**Exercises to complete:**
**1)** In the excerpt about needle aspiration and the comparison of guidelines, which suspicious feature was left out of the combinations used in the modified guidelines?
**2)** Extend the excerpt about needle aspiration and the comparison of guidelines, beginning where it stops.

**Excerpt provided:**
=-=-=-=-=

US-FNAB was performed with a 23 gauge needle attached to either a 2 mL or 20 mL disposable plastic syringe. Aspiration was done at least twice in each nodule and aspirated material was expelled onto glass slides and smeared. For Papanicolaou staining, all smeared glass slides were placed in 95% alcohol. For a cell block, the remaining material was rinsed in saline solution. Per the cytopathologists' requirement, additional special staining was done on a case-by-case basis.

Comparison of guidelines

The ATA guidelines criteria and seven other modified ATA guidelines, including modified guidelines 1–7, were compared. The seven modified guidelines had various combinations of suspicious US features of malignancy (Table 1). For the combination of suspicious features, we took into account multivariate analysis results, thereby including solid composition and macrocalcification and excluding increased vascularity.

Table 1.

=-=-=-=-=

**Extracted material:**

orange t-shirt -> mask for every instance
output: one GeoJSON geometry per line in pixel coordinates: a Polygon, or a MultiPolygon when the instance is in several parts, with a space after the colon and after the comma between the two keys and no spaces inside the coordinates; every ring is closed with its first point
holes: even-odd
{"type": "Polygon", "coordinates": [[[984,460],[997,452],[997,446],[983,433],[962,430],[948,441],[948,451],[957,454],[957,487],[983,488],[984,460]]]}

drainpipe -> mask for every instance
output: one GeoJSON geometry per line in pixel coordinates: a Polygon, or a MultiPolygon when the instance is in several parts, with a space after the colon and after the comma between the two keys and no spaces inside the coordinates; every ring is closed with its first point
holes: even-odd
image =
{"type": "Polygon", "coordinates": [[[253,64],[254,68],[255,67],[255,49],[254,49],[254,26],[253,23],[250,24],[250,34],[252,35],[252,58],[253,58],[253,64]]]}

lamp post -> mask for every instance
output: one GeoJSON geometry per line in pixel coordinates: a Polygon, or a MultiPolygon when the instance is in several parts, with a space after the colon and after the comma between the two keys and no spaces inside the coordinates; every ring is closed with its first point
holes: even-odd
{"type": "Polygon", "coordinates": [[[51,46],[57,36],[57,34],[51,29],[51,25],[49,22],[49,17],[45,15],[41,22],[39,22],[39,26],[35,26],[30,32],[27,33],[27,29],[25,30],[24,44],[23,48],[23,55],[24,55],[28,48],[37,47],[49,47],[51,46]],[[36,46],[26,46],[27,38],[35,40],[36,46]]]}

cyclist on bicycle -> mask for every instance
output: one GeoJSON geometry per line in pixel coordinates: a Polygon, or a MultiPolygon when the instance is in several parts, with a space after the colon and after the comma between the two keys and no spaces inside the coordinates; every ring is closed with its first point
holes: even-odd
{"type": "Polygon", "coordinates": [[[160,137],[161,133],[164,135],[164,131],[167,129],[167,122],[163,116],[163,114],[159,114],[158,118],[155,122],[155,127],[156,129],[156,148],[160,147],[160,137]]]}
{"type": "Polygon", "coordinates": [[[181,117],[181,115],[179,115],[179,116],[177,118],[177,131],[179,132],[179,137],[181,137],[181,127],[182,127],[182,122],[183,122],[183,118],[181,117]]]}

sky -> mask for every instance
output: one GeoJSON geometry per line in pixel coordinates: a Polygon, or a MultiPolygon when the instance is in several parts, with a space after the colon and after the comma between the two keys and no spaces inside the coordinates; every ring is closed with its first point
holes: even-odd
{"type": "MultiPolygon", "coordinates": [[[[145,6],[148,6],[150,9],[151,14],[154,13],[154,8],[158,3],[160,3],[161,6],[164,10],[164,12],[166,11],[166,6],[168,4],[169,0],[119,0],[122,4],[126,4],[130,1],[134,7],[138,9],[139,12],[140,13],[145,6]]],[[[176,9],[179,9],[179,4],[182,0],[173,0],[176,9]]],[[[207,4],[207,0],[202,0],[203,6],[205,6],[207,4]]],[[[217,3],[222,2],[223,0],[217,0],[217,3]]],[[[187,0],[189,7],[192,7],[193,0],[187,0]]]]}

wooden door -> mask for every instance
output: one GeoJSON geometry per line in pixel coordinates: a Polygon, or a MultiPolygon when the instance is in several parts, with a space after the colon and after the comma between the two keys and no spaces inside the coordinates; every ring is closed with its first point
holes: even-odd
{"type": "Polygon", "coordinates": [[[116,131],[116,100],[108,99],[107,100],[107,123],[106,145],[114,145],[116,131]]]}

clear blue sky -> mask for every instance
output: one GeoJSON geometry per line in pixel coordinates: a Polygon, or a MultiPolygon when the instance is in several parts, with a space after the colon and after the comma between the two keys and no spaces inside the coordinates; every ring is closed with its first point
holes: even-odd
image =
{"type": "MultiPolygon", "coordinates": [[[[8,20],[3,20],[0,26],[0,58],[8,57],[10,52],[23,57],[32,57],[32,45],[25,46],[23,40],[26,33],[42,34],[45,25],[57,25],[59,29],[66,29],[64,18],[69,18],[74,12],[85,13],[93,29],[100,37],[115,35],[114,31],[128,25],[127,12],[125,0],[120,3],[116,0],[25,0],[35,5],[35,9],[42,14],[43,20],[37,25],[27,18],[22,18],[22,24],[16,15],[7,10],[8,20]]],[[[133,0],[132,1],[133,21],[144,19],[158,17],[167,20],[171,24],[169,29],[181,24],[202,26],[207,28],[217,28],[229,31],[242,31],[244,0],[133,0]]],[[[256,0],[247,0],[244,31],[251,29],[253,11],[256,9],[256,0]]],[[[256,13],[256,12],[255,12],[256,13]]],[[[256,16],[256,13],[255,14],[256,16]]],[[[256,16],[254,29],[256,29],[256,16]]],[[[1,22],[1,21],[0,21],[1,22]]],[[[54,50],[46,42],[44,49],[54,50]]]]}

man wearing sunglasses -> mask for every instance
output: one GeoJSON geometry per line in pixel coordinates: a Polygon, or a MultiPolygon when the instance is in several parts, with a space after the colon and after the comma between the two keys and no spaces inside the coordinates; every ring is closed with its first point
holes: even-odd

=-=-=-=-=

**Answer list:**
**1)** Increased vascularity.

**2)**
Suspicious Ultrasonographic Features in the ATA Guidelines and the Other Seven Modified Guidelines

	Suspicious ultrasonographic features
Guidelines	Solid composition ^a	Microcalcification ^b	Macrocalcification ^b	Hypoechogenicity ^b	Increased nodular vascularity ^b	Infiltrative margin ^b	Taller-than-wide shape ^b
ATA guidelines	X	◯	X	◯	◯	◯	◯
Modified guideline 1	X	◯	X	◯	X	◯	◯
Modified guideline 2	◯	◯	X	◯	◯	◯	◯
Modified guideline 3	◯	◯	X	◯	X	◯	◯
Modified guideline 4	X	◯	◯	◯	◯	◯	◯
Modified guideline 5	X	◯	◯	◯	X	◯	◯
Modified guideline 6	◯	◯	◯	◯	◯	◯	◯
Modified guideline 7	◯	◯	◯	◯	X	◯	◯

Solid composition is a requisite feature when included in the guideline.

A nodule showing at least one of the suspicious ultrasonographic features is recommended to undergo fine-needle aspiration biopsy.

ATA, American Thyroid Association; ◯, included in the guideline; X, not included in the guideline.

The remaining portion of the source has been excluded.